Exercise aim =
Using the data that follows, say how many lines contain the word "Segment", giving the number by itself.

Saved entries:
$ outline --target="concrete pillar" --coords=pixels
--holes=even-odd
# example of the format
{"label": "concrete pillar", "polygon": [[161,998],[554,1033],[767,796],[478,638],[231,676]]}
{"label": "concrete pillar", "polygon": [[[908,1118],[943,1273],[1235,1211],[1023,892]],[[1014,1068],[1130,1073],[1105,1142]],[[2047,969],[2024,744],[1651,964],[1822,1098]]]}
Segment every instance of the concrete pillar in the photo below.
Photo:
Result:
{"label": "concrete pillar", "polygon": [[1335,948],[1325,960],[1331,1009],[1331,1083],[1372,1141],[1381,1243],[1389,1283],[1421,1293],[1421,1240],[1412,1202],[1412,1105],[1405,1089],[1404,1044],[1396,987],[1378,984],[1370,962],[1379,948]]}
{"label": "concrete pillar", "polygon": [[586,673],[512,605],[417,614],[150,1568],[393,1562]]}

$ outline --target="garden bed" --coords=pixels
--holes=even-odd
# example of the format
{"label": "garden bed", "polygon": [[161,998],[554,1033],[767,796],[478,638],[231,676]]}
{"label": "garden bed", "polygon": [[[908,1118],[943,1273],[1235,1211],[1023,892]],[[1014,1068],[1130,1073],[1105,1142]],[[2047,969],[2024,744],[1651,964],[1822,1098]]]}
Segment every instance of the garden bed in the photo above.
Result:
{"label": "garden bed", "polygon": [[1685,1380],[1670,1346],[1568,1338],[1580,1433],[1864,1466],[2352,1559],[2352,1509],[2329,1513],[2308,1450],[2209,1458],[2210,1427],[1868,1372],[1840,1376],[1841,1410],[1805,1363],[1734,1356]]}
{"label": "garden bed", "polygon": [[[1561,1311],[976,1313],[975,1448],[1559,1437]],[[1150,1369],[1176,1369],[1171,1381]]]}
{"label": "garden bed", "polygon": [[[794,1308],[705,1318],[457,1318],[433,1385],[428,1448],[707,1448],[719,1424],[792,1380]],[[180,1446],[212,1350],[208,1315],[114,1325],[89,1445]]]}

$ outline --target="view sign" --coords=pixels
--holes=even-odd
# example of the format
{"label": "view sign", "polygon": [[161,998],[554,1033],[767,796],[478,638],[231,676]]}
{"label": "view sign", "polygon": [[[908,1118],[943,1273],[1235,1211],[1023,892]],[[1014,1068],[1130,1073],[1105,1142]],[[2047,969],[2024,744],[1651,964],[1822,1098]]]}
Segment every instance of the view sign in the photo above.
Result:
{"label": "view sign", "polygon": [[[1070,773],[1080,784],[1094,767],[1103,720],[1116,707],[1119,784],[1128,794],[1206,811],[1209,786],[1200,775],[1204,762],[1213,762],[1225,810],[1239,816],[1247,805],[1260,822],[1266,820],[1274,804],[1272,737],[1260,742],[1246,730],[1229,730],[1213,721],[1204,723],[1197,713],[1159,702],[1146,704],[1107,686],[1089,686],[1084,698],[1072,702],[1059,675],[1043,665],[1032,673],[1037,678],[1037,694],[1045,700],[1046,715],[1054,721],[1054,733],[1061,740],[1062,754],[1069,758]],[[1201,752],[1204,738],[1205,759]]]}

Reply to the task =
3